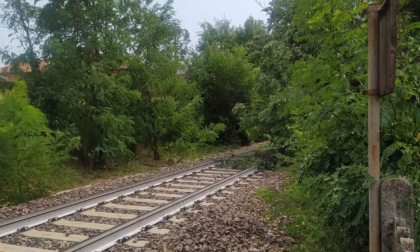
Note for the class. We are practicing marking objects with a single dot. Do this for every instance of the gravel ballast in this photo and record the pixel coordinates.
(232, 223)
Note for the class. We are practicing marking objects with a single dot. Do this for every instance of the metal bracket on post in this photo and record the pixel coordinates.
(373, 124)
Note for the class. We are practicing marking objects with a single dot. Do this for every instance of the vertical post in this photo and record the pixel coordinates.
(373, 125)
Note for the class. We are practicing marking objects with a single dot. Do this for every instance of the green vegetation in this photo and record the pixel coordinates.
(314, 111)
(120, 78)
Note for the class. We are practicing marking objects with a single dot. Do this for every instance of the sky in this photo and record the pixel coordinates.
(191, 13)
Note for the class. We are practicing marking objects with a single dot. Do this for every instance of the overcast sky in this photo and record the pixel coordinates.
(193, 12)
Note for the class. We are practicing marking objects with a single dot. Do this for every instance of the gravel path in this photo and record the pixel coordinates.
(231, 224)
(83, 192)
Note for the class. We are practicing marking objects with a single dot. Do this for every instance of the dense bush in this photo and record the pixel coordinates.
(319, 118)
(30, 152)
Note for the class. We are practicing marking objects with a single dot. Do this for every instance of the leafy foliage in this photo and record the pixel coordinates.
(318, 115)
(30, 152)
(324, 224)
(225, 79)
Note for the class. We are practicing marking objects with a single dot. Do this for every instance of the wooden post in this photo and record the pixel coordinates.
(373, 121)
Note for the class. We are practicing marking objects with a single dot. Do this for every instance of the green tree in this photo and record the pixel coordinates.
(327, 114)
(225, 78)
(20, 16)
(30, 152)
(84, 92)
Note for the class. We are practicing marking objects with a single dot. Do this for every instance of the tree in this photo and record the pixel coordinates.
(84, 91)
(20, 17)
(30, 152)
(225, 78)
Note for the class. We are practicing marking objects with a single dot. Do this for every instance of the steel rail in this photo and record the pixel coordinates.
(110, 237)
(33, 219)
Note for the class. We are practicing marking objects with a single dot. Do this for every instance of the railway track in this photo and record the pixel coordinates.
(98, 222)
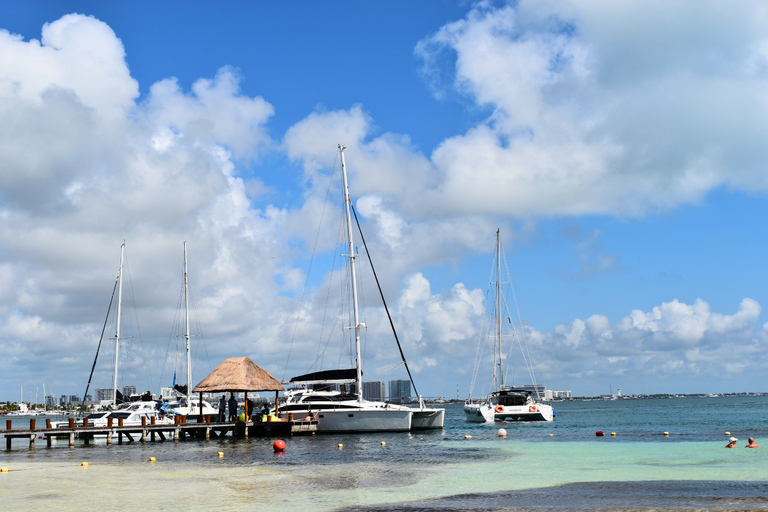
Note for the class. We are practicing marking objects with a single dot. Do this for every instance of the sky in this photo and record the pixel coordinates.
(619, 147)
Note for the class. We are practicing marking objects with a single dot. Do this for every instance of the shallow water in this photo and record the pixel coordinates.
(571, 469)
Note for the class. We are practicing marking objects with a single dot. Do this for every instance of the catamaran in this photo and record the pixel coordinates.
(505, 402)
(338, 411)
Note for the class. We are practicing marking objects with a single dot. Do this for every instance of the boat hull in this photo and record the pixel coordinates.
(427, 418)
(363, 420)
(482, 413)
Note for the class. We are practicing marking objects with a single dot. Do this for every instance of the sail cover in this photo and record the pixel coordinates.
(327, 376)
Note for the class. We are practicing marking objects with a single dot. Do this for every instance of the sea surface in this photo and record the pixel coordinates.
(558, 466)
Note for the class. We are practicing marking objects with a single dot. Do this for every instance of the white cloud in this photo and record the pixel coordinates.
(589, 114)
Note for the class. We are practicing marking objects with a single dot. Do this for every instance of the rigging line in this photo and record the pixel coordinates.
(101, 338)
(484, 332)
(391, 323)
(526, 352)
(200, 329)
(309, 270)
(172, 337)
(136, 319)
(328, 300)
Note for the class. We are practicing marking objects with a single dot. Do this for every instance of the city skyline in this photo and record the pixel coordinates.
(621, 158)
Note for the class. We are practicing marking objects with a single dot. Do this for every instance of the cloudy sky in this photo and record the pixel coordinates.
(619, 147)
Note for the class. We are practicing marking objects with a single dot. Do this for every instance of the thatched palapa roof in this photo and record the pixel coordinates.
(238, 374)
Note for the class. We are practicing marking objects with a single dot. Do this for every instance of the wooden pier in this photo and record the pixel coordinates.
(155, 432)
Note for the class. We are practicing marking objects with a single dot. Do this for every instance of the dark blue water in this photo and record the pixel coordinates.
(560, 465)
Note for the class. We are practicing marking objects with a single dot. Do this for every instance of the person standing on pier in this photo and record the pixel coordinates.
(223, 409)
(232, 407)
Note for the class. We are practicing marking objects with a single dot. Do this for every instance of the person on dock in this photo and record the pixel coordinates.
(232, 407)
(248, 409)
(223, 409)
(265, 412)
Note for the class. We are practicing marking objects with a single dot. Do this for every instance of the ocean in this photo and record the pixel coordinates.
(560, 465)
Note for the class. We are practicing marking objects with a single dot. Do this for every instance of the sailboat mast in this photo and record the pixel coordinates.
(186, 316)
(119, 319)
(351, 256)
(498, 306)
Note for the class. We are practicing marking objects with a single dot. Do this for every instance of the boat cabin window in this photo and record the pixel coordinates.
(513, 400)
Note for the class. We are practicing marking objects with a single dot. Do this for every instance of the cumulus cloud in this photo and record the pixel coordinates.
(582, 114)
(600, 108)
(646, 351)
(86, 166)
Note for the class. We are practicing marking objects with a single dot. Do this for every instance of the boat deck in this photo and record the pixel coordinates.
(161, 432)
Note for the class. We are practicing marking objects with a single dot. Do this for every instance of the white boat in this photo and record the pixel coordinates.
(189, 405)
(505, 403)
(339, 411)
(130, 412)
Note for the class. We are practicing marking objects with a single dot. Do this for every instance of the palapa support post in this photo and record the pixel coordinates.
(277, 403)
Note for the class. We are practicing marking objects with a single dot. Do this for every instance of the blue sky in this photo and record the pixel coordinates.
(619, 148)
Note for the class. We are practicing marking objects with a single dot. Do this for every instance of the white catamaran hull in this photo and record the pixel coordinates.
+++
## Goal
Repeat exactly the lines above from the line that contains "of the cumulus" through the end. Include both of these ends; leave out everything else.

## Response to the exercise
Note for the class. We are practicing marking objects with a single dot. Do this for every instance of the cumulus cloud in this photo and record the pixel coordinates.
(582, 114)
(600, 108)
(646, 351)
(86, 166)
Note for the class. We are practicing marking objects with a single dot. Do this for every instance of the boat deck in this photo and record the pixel coordinates.
(161, 432)
Note for the class. We are practicing marking objects with a single dot. Do this for every instance of the white boat in this photo and record the pixel coordinates.
(189, 405)
(505, 403)
(339, 411)
(130, 412)
Note for the class. We are practicing marking objects with a single dot. Do this for every instance of the palapa support post in this photo and record the pixel coordinates.
(277, 403)
Note for the class. We are practicing marking objects with a single dot. Do this for every instance of the blue sky in this photo and record the pixel coordinates.
(619, 148)
Note for the class. We are practicing marking objects with a single dot. Do this for every instance of the white catamaran hull in this photo and record the pixel coordinates.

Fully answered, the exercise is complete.